→ **Listed entries**:
+---+
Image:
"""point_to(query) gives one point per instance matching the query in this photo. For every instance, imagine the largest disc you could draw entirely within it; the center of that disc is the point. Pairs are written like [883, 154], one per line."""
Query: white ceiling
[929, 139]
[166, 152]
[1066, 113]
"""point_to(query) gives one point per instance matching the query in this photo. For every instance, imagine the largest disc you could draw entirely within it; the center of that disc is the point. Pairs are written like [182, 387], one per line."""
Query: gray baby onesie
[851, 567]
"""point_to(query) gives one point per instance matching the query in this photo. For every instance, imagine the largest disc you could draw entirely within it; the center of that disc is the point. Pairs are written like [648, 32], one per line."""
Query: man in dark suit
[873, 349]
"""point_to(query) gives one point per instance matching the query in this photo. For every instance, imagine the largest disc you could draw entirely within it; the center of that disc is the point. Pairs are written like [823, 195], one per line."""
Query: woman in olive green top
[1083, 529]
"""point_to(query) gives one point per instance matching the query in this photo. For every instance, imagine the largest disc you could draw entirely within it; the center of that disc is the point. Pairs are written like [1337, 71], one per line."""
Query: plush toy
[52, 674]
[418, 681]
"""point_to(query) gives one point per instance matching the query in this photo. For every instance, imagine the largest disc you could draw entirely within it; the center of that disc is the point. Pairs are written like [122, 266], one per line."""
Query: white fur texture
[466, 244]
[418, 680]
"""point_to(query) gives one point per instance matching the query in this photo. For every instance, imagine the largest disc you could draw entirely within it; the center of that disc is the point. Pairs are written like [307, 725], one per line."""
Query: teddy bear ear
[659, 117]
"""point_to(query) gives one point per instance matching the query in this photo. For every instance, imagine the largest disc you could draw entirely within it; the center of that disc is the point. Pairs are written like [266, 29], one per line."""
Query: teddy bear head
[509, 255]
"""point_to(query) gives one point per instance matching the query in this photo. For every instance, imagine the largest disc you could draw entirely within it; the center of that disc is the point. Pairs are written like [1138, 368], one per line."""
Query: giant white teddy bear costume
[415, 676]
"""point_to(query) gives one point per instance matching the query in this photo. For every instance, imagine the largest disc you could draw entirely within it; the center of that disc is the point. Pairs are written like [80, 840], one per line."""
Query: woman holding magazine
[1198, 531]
+---+
→ **Goal of the exercise**: Rewrite every line of the records above as a Markdown table with two columns, Row for the row number and Line for the text of that line, leaving out any blank lines.

→ **Task result**:
| Row | Line |
|---|---|
| 1 | Image: |
| 2 | """point_to(query) gives one point per instance matching the query in this photo. For every instance, imagine the largest disc you could draw entirely within it; the center of that disc is the point. Pairs are written like [883, 154], one per line.""" |
| 3 | Query: white ceiling |
| 4 | [929, 139] |
| 5 | [166, 152] |
| 6 | [1066, 113] |
| 7 | """point_to(query) gives one point per instance matching the query in this photo. For every instance, imagine the largest disc you could draw entirely within it; the center of that disc is the point. Pairs are written like [182, 387], one per line.""" |
| 8 | Query: gray baby onesie |
| 9 | [851, 567] |
| 10 | """point_to(query) gives one point per instance matching the query in this photo. For every instance, imagine the largest disc you could draw entirely within it; the center of that disc is the point. Pairs are written like [648, 32], one per line.""" |
| 11 | Query: man in dark suit |
| 12 | [873, 349] |
| 13 | """point_to(query) gives one point per instance matching the query in this photo. For every instance, imagine the largest disc you could draw entirely within it; the center of that disc is the point. Pairs are written like [823, 195], one per line.""" |
| 14 | Query: woman in olive green top |
| 15 | [1083, 529] |
| 16 | """point_to(query) gives one point per instance matching the query in this photo. For every instance, imagine the largest disc you could draw entirely within it; the center of that disc is the point. Pairs are written like [1337, 71], one per line.""" |
| 17 | Query: plush toy |
| 18 | [52, 674] |
| 19 | [418, 681] |
| 20 | """point_to(query) gives one point per instance matching the query in this photo. For every instance, imagine the largest disc you could draw entirely within it; the center of that disc is the point. Pairs are written like [122, 266], one per line.""" |
| 21 | Query: white fur texture |
| 22 | [466, 244] |
| 23 | [418, 680] |
| 24 | """point_to(query) gives one point per instance matching the query in this photo. For every instance, imagine the largest disc you could draw entirely within it; the center of that disc is the point. Pairs are written like [307, 725], one per line.""" |
| 25 | Query: teddy bear ear |
| 26 | [659, 117] |
| 27 | """point_to(query) gives one point per instance matching the query in this photo. For every instance, imagine the largest disc you could draw entirely within it; the center of that disc is the point. Pairs are written like [266, 29], one per line.""" |
| 28 | Query: teddy bear head |
| 29 | [509, 255] |
| 30 | """point_to(query) gives one point per instance matching the query in this photo. For every instance, imagine the largest disc you could draw entirely within it; the center of that disc is the point. Pairs are written like [1138, 368], one per line.""" |
| 31 | Query: giant white teddy bear costume |
| 32 | [415, 676] |
| 33 | """point_to(query) gives one point per instance matching the query in this photo. For every instance, imagine the largest disc you could draw entirely within it; the center of that disc is the point. Pairs are written like [80, 840], one per line.""" |
| 34 | Query: woman holding magazine |
| 35 | [1198, 531] |